= THE TASK =
Could you copy every row below verbatim but leave out the pictures?

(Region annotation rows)
start
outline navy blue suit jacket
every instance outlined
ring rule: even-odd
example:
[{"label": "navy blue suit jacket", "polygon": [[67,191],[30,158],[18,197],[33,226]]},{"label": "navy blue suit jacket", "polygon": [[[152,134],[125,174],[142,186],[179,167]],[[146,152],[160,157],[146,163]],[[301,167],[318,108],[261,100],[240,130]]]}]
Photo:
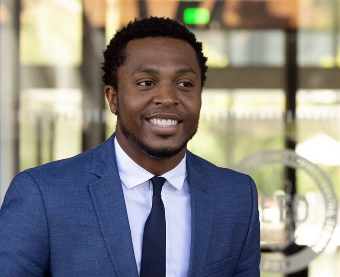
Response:
[{"label": "navy blue suit jacket", "polygon": [[[0,210],[0,276],[138,277],[114,136],[15,177]],[[259,276],[253,181],[189,151],[186,159],[188,276]]]}]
end
= EXERCISE RESPONSE =
outline navy blue suit jacket
every instance outlined
ring rule: even-odd
example:
[{"label": "navy blue suit jacket", "polygon": [[67,191],[30,158],[18,197],[33,226]]},{"label": "navy blue suit jacket", "polygon": [[[152,134],[125,174],[142,186],[179,167]],[[146,152],[160,157],[146,163]],[[301,167],[318,108],[261,100],[240,130]]]}]
Photo:
Response:
[{"label": "navy blue suit jacket", "polygon": [[[0,210],[0,276],[138,277],[114,136],[15,177]],[[259,276],[253,181],[189,151],[186,159],[188,276]]]}]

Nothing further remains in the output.